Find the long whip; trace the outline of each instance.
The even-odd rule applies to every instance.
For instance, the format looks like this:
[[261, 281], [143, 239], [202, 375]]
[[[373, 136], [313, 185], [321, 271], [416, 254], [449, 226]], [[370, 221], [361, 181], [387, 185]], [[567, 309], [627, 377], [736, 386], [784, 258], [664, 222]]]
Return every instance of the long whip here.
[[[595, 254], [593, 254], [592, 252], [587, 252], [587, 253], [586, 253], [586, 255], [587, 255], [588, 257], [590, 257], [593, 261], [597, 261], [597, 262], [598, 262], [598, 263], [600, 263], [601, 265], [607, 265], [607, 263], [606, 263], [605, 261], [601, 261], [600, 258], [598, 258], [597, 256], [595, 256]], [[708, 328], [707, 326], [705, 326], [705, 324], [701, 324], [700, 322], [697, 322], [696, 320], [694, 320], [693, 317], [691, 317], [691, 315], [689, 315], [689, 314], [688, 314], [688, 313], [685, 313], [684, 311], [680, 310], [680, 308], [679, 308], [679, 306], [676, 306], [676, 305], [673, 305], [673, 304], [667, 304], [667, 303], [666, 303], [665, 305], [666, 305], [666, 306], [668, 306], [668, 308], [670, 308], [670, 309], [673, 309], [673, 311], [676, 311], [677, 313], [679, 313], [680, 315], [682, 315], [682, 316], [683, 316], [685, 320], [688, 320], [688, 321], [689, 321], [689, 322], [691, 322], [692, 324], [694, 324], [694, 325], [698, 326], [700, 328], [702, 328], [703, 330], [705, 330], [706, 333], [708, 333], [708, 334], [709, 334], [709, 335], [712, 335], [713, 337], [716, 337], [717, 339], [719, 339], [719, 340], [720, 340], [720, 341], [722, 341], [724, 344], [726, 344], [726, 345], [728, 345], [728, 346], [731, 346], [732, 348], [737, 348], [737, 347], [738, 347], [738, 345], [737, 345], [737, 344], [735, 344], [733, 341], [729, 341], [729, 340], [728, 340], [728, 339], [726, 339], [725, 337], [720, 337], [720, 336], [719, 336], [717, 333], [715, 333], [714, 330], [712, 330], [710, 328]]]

******

Directions: Copy all of the rows above word for word, keeping every line unchanged.

Task output:
Find the long whip; trace the outline of each instance.
The even-odd rule applies to every instance.
For instance, the format looks like this:
[[261, 281], [143, 239], [202, 375]]
[[[373, 136], [313, 185], [321, 271], [416, 254], [449, 226]], [[370, 221], [361, 181], [387, 185]], [[567, 309], [627, 377], [736, 386], [784, 258], [664, 222]]]
Return every instance of the long whip here.
[[[595, 254], [593, 254], [592, 252], [587, 252], [587, 253], [586, 253], [586, 255], [587, 255], [588, 257], [590, 257], [593, 261], [597, 261], [597, 262], [598, 262], [598, 263], [600, 263], [601, 265], [607, 265], [607, 263], [606, 263], [605, 261], [601, 261], [600, 258], [598, 258], [597, 256], [595, 256]], [[708, 328], [707, 326], [705, 326], [705, 324], [701, 324], [700, 322], [697, 322], [696, 320], [694, 320], [693, 317], [691, 317], [691, 315], [689, 315], [689, 314], [688, 314], [688, 313], [685, 313], [684, 311], [680, 310], [680, 308], [679, 308], [679, 306], [676, 306], [676, 305], [673, 305], [673, 304], [667, 304], [667, 303], [666, 303], [665, 305], [666, 305], [666, 306], [668, 306], [668, 308], [670, 308], [670, 309], [673, 309], [673, 311], [676, 311], [677, 313], [679, 313], [680, 315], [682, 315], [682, 316], [683, 316], [685, 320], [688, 320], [688, 321], [689, 321], [689, 322], [691, 322], [692, 324], [694, 324], [694, 325], [698, 326], [700, 328], [702, 328], [703, 330], [705, 330], [706, 333], [708, 333], [708, 334], [709, 334], [709, 335], [712, 335], [713, 337], [716, 337], [717, 339], [719, 339], [719, 340], [720, 340], [720, 341], [722, 341], [724, 344], [726, 344], [726, 345], [728, 345], [728, 346], [731, 346], [732, 348], [737, 348], [737, 347], [738, 347], [738, 345], [737, 345], [737, 344], [735, 344], [733, 341], [729, 341], [729, 340], [728, 340], [728, 339], [726, 339], [725, 337], [720, 337], [720, 336], [719, 336], [717, 333], [715, 333], [714, 330], [712, 330], [710, 328]]]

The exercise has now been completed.